Task instructions
Copy word for word the part of the passage on the child restraint lockability requirement from "The agency believes that the" to "not all seats.".

Extract to read
--- START ---
The agency believes that the "lockability" requirement should be retained until virtually all child restraint systems in use have the attachments that connect the restraint to the child restraint anchorage system. The agency believes that on average, child restraints are used not more than ten years. Since all new child restraints will be required to have attachments that connect to the child restraint anchorage beginning in 2002, then by 2012, most child restraints in use will be able to use the child restraint anchorage system and will not need lockable belts. Therefore, this rule rescinds the lockability requirement beginning September 1, 2012. This recession applies only to seats with a child restraint anchorage system, not all seats.
--- END ---
Supplied information
--- START ---
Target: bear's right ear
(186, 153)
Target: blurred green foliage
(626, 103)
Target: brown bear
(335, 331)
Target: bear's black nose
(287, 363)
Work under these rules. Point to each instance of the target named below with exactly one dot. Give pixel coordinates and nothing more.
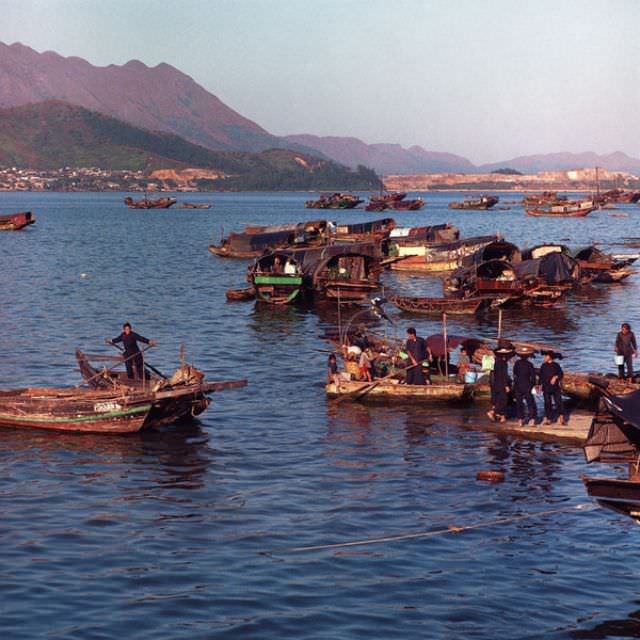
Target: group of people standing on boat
(524, 384)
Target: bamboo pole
(446, 347)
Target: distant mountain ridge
(617, 161)
(159, 98)
(54, 134)
(383, 158)
(162, 98)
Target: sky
(486, 79)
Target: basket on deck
(352, 368)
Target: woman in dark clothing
(626, 347)
(550, 378)
(524, 381)
(500, 385)
(417, 350)
(132, 355)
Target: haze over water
(188, 533)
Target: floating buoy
(490, 476)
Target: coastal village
(194, 179)
(365, 366)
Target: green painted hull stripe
(277, 280)
(92, 418)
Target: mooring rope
(437, 532)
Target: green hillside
(50, 135)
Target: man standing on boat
(500, 384)
(524, 381)
(417, 351)
(132, 355)
(626, 349)
(550, 377)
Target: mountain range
(53, 134)
(164, 99)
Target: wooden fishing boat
(373, 231)
(569, 209)
(391, 196)
(392, 391)
(614, 438)
(438, 306)
(247, 293)
(544, 199)
(334, 201)
(579, 385)
(150, 203)
(482, 203)
(254, 241)
(346, 272)
(620, 196)
(618, 494)
(407, 205)
(376, 206)
(439, 257)
(75, 410)
(16, 221)
(602, 267)
(168, 399)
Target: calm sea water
(191, 532)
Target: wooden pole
(446, 346)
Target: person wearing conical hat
(500, 384)
(524, 381)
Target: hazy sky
(487, 79)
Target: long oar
(356, 394)
(146, 364)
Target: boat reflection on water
(171, 457)
(628, 627)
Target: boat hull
(73, 410)
(438, 306)
(619, 495)
(16, 221)
(277, 289)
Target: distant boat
(543, 199)
(438, 306)
(150, 203)
(193, 205)
(569, 209)
(407, 205)
(334, 201)
(482, 203)
(16, 221)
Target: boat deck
(574, 432)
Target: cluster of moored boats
(163, 202)
(322, 259)
(395, 200)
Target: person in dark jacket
(417, 351)
(626, 347)
(524, 381)
(549, 379)
(132, 355)
(500, 384)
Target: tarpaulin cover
(622, 434)
(260, 241)
(365, 227)
(553, 268)
(312, 260)
(543, 249)
(434, 233)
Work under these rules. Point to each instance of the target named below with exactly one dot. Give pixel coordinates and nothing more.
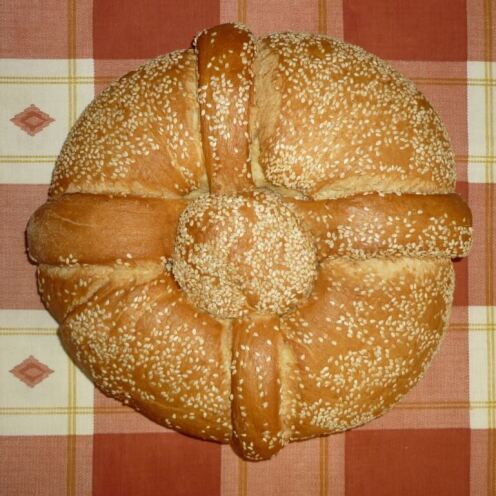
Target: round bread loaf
(250, 241)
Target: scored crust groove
(250, 241)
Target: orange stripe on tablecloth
(322, 16)
(323, 447)
(242, 8)
(491, 381)
(242, 478)
(35, 80)
(491, 462)
(72, 400)
(81, 410)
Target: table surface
(59, 436)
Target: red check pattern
(58, 436)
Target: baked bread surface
(250, 241)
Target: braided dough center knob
(246, 252)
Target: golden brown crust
(344, 268)
(363, 339)
(258, 430)
(334, 120)
(225, 92)
(140, 136)
(99, 229)
(386, 225)
(143, 344)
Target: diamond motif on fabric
(32, 120)
(31, 371)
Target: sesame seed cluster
(243, 253)
(250, 241)
(340, 119)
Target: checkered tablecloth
(59, 436)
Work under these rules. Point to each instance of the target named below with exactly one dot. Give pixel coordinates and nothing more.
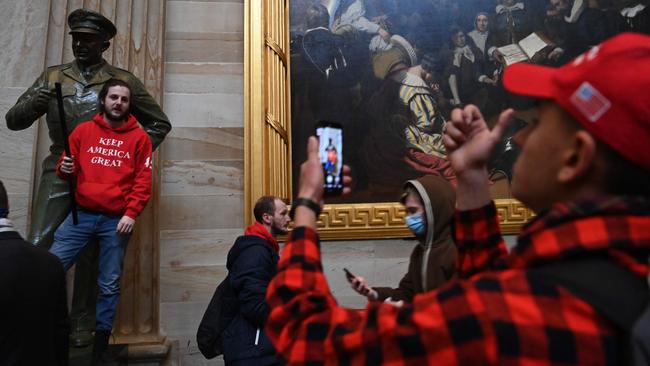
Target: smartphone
--- END ---
Solution to the problem
The agency believes that the "lockability" requirement should be retained until virtually all child restraint systems in use have the attachments that connect the restraint to the child restraint anchorage system. The agency believes that on average, child restraints are used not more than ten years. Since all new child restraints will be required to have attachments that connect to the child restraint anchorage beginning in 2002, then by 2012, most child restraints in use will be able to use the child restraint anchorage system and will not need lockable belts. Therefore, this rule rescinds the lockability requirement beginning September 1, 2012. This recession applies only to seats with a child restraint anchorage system, not all seats.